» Required work
A verbatim transcription of every record below is required.

══ Information

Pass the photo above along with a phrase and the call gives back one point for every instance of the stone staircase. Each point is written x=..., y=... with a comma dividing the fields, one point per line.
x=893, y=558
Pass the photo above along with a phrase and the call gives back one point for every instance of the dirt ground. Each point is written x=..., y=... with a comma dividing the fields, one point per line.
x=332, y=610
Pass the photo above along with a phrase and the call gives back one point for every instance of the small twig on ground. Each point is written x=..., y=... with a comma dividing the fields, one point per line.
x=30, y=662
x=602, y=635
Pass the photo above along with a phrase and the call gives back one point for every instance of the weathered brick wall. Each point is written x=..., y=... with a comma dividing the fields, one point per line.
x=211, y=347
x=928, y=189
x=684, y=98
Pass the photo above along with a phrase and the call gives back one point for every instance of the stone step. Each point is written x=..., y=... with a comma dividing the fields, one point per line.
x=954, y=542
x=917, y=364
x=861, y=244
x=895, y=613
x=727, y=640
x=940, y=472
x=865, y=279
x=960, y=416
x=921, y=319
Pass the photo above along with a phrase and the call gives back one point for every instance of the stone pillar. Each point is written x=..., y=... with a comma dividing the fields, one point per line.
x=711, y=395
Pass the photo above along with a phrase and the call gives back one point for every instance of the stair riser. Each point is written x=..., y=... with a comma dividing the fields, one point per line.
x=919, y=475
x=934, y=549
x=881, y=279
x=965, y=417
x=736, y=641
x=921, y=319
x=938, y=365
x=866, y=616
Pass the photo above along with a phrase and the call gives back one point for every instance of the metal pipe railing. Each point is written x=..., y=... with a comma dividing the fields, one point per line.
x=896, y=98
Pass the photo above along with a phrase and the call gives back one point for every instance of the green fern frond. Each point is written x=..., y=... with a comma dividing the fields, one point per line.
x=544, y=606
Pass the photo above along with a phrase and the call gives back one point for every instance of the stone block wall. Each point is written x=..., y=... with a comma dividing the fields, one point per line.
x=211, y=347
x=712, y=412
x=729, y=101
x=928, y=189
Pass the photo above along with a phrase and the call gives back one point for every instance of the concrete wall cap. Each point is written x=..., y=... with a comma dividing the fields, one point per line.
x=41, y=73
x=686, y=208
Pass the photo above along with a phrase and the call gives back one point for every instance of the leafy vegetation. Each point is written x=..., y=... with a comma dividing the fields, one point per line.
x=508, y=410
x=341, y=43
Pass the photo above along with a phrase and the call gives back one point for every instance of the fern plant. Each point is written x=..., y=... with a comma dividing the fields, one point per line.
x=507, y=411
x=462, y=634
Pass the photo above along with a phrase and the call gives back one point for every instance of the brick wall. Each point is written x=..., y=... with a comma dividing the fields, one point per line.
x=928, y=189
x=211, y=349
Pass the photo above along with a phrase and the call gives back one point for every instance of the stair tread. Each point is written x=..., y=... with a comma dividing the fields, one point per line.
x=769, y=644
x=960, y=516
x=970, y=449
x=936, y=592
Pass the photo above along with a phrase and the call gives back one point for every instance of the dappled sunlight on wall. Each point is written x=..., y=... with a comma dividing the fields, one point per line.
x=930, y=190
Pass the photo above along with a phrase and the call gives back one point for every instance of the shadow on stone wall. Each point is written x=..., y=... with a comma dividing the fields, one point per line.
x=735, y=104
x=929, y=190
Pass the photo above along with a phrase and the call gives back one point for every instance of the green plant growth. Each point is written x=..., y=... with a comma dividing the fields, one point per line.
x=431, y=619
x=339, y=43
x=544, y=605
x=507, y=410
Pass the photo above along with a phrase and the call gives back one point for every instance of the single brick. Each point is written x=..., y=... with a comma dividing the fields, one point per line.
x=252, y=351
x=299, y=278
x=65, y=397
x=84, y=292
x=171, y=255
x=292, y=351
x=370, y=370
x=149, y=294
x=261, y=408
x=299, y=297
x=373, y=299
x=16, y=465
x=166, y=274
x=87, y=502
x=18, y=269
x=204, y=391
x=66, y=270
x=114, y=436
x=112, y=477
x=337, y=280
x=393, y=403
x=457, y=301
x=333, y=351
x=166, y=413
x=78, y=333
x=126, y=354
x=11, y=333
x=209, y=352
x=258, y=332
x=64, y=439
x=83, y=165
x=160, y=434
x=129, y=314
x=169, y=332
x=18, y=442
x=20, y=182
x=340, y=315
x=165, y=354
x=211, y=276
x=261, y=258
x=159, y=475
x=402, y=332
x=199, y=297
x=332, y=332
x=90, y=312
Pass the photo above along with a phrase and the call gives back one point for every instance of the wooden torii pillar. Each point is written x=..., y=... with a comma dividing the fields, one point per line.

════

» Output of the task
Pass the photo above along with a phrase and the call gives back one point for every instance of the stone staircase. Each point is written x=..., y=... with a comma dividing the fields, one point per line.
x=893, y=558
Pass the photo above along with a phrase and the call gives back one point for every instance of the dirt ground. Each point is written x=..., y=... with a comma dividing the fields, one point per line.
x=332, y=610
Pass the photo above along with a phrase and the call gives back one point for every instance of the small twig on ground. Each point is written x=..., y=... with a comma dividing the fields, one point per line.
x=30, y=662
x=602, y=635
Pass the photo above along with a phrase and the call gives back one point for every instance of the weathered brick wall. Each point is written x=..., y=... with a comma dividing the fields, one point per line.
x=211, y=347
x=928, y=189
x=684, y=98
Pass the photo above along with a phrase and the call gives back one point for every instance of the stone step. Each point is written x=..., y=... with a comma dividing the fields, one point per line.
x=954, y=542
x=917, y=364
x=861, y=244
x=895, y=613
x=727, y=640
x=940, y=472
x=865, y=279
x=960, y=416
x=921, y=319
Pass the photo above along with a phrase and the call gives back one point for every instance of the stone pillar. Each point is written x=..., y=... with a comma dividing the fields, one point per line.
x=711, y=395
Pass the photo above along with a phrase and the call gives back one point for every instance of the stair riser. Each point is written x=..., y=... with a comma dividing the fields, one point per line.
x=919, y=475
x=934, y=549
x=881, y=279
x=965, y=417
x=736, y=641
x=921, y=319
x=938, y=365
x=866, y=616
Pass the photo above along with a phrase and the call gives back one point for every instance of the metal pipe railing. Each point is written x=..., y=... with a comma dividing the fields, one point per line.
x=896, y=98
Pass the photo above along with a phrase and the call gives back one point for every instance of the green fern frond. Each point is written x=..., y=... with a comma dividing the fields, one point per line.
x=544, y=606
Pass the photo above along with a phrase and the call gives back one point for every instance of the stone block wall. Each point is written x=..., y=... with a comma dividing the fields, one point per line.
x=211, y=347
x=712, y=412
x=729, y=101
x=928, y=189
Pass the photo above along with a phrase and the call gives back one point for every instance of the concrete wall cap. Each point is written x=..., y=... with a comma dividing the fields, one point per line.
x=41, y=73
x=686, y=208
Pass the photo above along with a phrase and the call gives back one point for every instance of the leafy vegetation. Each point is written x=..., y=... with a comma dividing the fields, one point per line.
x=508, y=410
x=341, y=43
Pass the photo above along with a phrase and the call gives back one point for every instance of the fern plant. Each point is written x=..., y=... with a comma dividing the fields, one point per line.
x=507, y=411
x=462, y=634
Pass the photo above along with a phrase and the call gives back one point for every instance of the brick wall. Each point is written x=..., y=... with a comma dividing the fields, one point per line.
x=928, y=189
x=211, y=349
Pass the photo above along with a phrase and the call gives back one point for every instance of the stair tread. Each point is written x=..., y=... with a comma dividing the fields, one point per line.
x=769, y=644
x=960, y=516
x=970, y=449
x=936, y=592
Pass the photo above along with a phrase and the call gives back one point for every instance of the dappled sunlight on wall. Each point is written x=..., y=... with a comma dividing the fields, one point per line.
x=930, y=190
Pass the photo above along with a phrase and the call gives back one point for every instance of the shadow on stone wall. Each point is written x=..., y=... with a comma dividing the fields, one point per line.
x=735, y=104
x=929, y=190
Pass the photo above along with a phrase and the call gives back one point for every instance of the green plant growth. Each point is written x=..., y=... with a comma dividing the fields, one point per line.
x=431, y=619
x=339, y=43
x=544, y=605
x=507, y=410
Pass the photo above along with a phrase and the call gives back one point for every instance of the single brick. Each point is written x=..., y=... with a comma dividing the fields, one point per line.
x=252, y=351
x=299, y=278
x=65, y=397
x=84, y=292
x=171, y=255
x=292, y=351
x=370, y=370
x=149, y=294
x=261, y=408
x=299, y=297
x=373, y=299
x=16, y=465
x=166, y=274
x=87, y=502
x=18, y=269
x=204, y=391
x=66, y=270
x=114, y=436
x=112, y=477
x=337, y=280
x=393, y=403
x=457, y=301
x=333, y=351
x=166, y=413
x=78, y=333
x=126, y=354
x=11, y=333
x=209, y=352
x=258, y=332
x=64, y=439
x=83, y=165
x=160, y=434
x=129, y=314
x=169, y=332
x=18, y=442
x=20, y=182
x=340, y=315
x=165, y=354
x=211, y=276
x=261, y=258
x=159, y=475
x=402, y=332
x=199, y=297
x=332, y=332
x=90, y=312
Pass the photo above along with a phrase and the call gives back one point for every instance of the wooden torii pillar. Each point is written x=..., y=... with a comma dividing the fields, one point per line.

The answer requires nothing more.